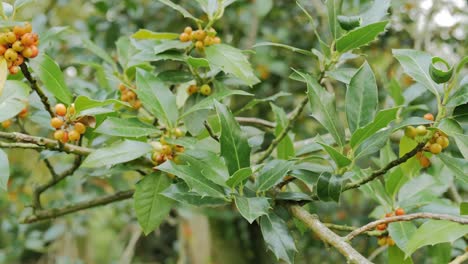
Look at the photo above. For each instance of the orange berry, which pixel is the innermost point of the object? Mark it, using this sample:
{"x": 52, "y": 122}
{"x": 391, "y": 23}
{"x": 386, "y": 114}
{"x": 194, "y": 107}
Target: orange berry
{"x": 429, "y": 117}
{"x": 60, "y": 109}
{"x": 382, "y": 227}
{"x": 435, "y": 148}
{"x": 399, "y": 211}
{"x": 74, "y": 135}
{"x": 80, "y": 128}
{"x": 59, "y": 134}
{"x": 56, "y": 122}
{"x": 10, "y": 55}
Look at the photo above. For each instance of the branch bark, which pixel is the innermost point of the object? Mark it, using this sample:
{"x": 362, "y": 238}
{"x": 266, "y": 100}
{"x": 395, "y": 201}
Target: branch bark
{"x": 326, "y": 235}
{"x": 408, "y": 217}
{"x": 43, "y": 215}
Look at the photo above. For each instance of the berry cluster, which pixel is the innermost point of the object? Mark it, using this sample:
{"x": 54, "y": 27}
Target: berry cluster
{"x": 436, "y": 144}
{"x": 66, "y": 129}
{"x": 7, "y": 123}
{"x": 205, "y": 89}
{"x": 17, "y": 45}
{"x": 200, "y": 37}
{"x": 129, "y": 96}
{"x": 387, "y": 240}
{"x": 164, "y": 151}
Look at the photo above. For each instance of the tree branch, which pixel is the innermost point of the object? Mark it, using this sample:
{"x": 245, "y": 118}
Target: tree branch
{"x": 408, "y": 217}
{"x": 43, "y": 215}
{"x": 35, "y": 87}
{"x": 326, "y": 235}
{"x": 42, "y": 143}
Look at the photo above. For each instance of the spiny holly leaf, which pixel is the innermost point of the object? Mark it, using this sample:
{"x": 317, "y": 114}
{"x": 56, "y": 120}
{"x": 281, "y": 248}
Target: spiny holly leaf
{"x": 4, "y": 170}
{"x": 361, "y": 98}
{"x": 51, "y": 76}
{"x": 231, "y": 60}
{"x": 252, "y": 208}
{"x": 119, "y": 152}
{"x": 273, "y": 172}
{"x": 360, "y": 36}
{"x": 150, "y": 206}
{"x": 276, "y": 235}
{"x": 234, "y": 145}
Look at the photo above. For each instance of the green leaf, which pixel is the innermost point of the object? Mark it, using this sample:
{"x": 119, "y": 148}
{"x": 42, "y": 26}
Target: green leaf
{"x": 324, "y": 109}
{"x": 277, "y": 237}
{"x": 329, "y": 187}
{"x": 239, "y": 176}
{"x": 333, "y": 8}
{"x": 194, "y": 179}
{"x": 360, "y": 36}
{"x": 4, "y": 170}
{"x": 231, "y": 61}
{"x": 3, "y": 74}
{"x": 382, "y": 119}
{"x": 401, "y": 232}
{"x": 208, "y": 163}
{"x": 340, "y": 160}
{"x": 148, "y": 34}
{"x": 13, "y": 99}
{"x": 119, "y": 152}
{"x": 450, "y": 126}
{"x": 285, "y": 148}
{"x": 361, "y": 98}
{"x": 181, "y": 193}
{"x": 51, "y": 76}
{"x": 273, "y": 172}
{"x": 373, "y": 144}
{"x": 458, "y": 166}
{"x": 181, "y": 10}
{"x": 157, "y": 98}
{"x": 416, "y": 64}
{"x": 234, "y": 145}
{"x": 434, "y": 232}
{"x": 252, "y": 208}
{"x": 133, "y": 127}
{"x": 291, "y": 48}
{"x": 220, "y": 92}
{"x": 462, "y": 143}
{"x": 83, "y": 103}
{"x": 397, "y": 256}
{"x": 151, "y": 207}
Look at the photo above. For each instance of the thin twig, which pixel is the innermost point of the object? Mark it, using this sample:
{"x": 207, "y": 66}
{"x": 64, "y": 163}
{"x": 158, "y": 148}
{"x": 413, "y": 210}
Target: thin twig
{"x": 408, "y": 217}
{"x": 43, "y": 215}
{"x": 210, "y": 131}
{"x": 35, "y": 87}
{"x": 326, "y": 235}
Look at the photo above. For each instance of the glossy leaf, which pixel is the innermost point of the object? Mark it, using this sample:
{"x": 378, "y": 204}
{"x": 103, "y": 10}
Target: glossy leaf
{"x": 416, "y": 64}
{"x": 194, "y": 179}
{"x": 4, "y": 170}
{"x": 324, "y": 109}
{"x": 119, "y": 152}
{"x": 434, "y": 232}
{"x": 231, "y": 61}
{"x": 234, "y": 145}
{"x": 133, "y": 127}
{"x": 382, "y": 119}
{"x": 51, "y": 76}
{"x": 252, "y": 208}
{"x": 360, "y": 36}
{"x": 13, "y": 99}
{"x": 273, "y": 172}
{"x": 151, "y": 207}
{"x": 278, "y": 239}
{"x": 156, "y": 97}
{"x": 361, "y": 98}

*Description of the task:*
Rewrite every line of the listing above as a numbered list, skipping any blank lines. Leave the pictures out of your answer.

*Full solution:*
1. Look at the photo above. For each instance of the orange berry, which pixel is the innermost point of the object? Mark it, using this sample:
2. {"x": 52, "y": 122}
3. {"x": 391, "y": 23}
4. {"x": 386, "y": 114}
5. {"x": 194, "y": 107}
6. Target: orange berry
7. {"x": 429, "y": 117}
8. {"x": 60, "y": 109}
9. {"x": 382, "y": 227}
10. {"x": 435, "y": 148}
11. {"x": 399, "y": 211}
12. {"x": 74, "y": 135}
13. {"x": 80, "y": 128}
14. {"x": 59, "y": 134}
15. {"x": 56, "y": 122}
16. {"x": 10, "y": 55}
17. Look at the photo above. For each instance of the branch bark, which pixel is the innermost point of the object? Mark it, using this sample:
18. {"x": 362, "y": 238}
19. {"x": 266, "y": 100}
20. {"x": 395, "y": 201}
21. Target: branch bark
22. {"x": 326, "y": 235}
23. {"x": 408, "y": 217}
24. {"x": 43, "y": 215}
25. Look at the photo above. For each instance of the berry cluster, which pixel is the innermost point of the object? Mark it, using this sample:
26. {"x": 54, "y": 27}
27. Target: berry cluster
28. {"x": 436, "y": 144}
29. {"x": 66, "y": 129}
30. {"x": 7, "y": 123}
31. {"x": 205, "y": 89}
32. {"x": 17, "y": 45}
33. {"x": 200, "y": 37}
34. {"x": 129, "y": 96}
35. {"x": 387, "y": 240}
36. {"x": 164, "y": 151}
37. Look at the photo above. For each instance of the tree branch, which pixel is the innermost point of the object? Mark it, using this sample:
38. {"x": 245, "y": 118}
39. Target: tree branch
40. {"x": 408, "y": 217}
41. {"x": 43, "y": 215}
42. {"x": 35, "y": 87}
43. {"x": 326, "y": 235}
44. {"x": 42, "y": 143}
45. Look at the photo above. For each instance of the spiny holly leaf, which pixel is the innermost point of the object? Mark it, using this sample:
46. {"x": 317, "y": 114}
47. {"x": 56, "y": 120}
48. {"x": 281, "y": 248}
49. Target: spiny holly leaf
50. {"x": 4, "y": 170}
51. {"x": 361, "y": 98}
52. {"x": 51, "y": 76}
53. {"x": 231, "y": 60}
54. {"x": 252, "y": 208}
55. {"x": 119, "y": 152}
56. {"x": 273, "y": 172}
57. {"x": 360, "y": 36}
58. {"x": 150, "y": 206}
59. {"x": 276, "y": 235}
60. {"x": 234, "y": 145}
61. Look at the photo above. For each instance of the green leaf, which pixel is the innermost point of the object? Mark it, using this sample:
62. {"x": 119, "y": 148}
63. {"x": 42, "y": 26}
64. Target: green leaf
65. {"x": 324, "y": 109}
66. {"x": 277, "y": 237}
67. {"x": 329, "y": 187}
68. {"x": 239, "y": 176}
69. {"x": 333, "y": 8}
70. {"x": 194, "y": 179}
71. {"x": 360, "y": 36}
72. {"x": 4, "y": 170}
73. {"x": 231, "y": 61}
74. {"x": 3, "y": 74}
75. {"x": 382, "y": 119}
76. {"x": 401, "y": 232}
77. {"x": 208, "y": 163}
78. {"x": 340, "y": 160}
79. {"x": 148, "y": 34}
80. {"x": 13, "y": 99}
81. {"x": 119, "y": 152}
82. {"x": 450, "y": 126}
83. {"x": 285, "y": 148}
84. {"x": 361, "y": 98}
85. {"x": 181, "y": 193}
86. {"x": 51, "y": 76}
87. {"x": 273, "y": 172}
88. {"x": 373, "y": 144}
89. {"x": 458, "y": 166}
90. {"x": 181, "y": 10}
91. {"x": 157, "y": 98}
92. {"x": 416, "y": 64}
93. {"x": 234, "y": 145}
94. {"x": 434, "y": 232}
95. {"x": 252, "y": 208}
96. {"x": 133, "y": 127}
97. {"x": 291, "y": 48}
98. {"x": 220, "y": 92}
99. {"x": 462, "y": 143}
100. {"x": 83, "y": 103}
101. {"x": 397, "y": 256}
102. {"x": 151, "y": 207}
103. Look at the photo above. For each instance of the thin twig, which pixel is the innermost point of the object? Mark it, using this sample:
104. {"x": 207, "y": 66}
105. {"x": 64, "y": 163}
106. {"x": 158, "y": 148}
107. {"x": 413, "y": 210}
108. Target: thin twig
109. {"x": 408, "y": 217}
110. {"x": 43, "y": 215}
111. {"x": 210, "y": 131}
112. {"x": 35, "y": 87}
113. {"x": 326, "y": 235}
114. Look at the photo above. For each instance of the glossy leaf, which pixel is the innermost point of the object? Mark it, using this sample:
115. {"x": 378, "y": 204}
116. {"x": 103, "y": 10}
117. Target: glossy leaf
118. {"x": 416, "y": 64}
119. {"x": 194, "y": 179}
120. {"x": 4, "y": 170}
121. {"x": 324, "y": 109}
122. {"x": 119, "y": 152}
123. {"x": 434, "y": 232}
124. {"x": 231, "y": 61}
125. {"x": 234, "y": 145}
126. {"x": 133, "y": 127}
127. {"x": 382, "y": 119}
128. {"x": 51, "y": 76}
129. {"x": 252, "y": 208}
130. {"x": 360, "y": 36}
131. {"x": 13, "y": 99}
132. {"x": 273, "y": 172}
133. {"x": 151, "y": 207}
134. {"x": 278, "y": 239}
135. {"x": 156, "y": 97}
136. {"x": 361, "y": 98}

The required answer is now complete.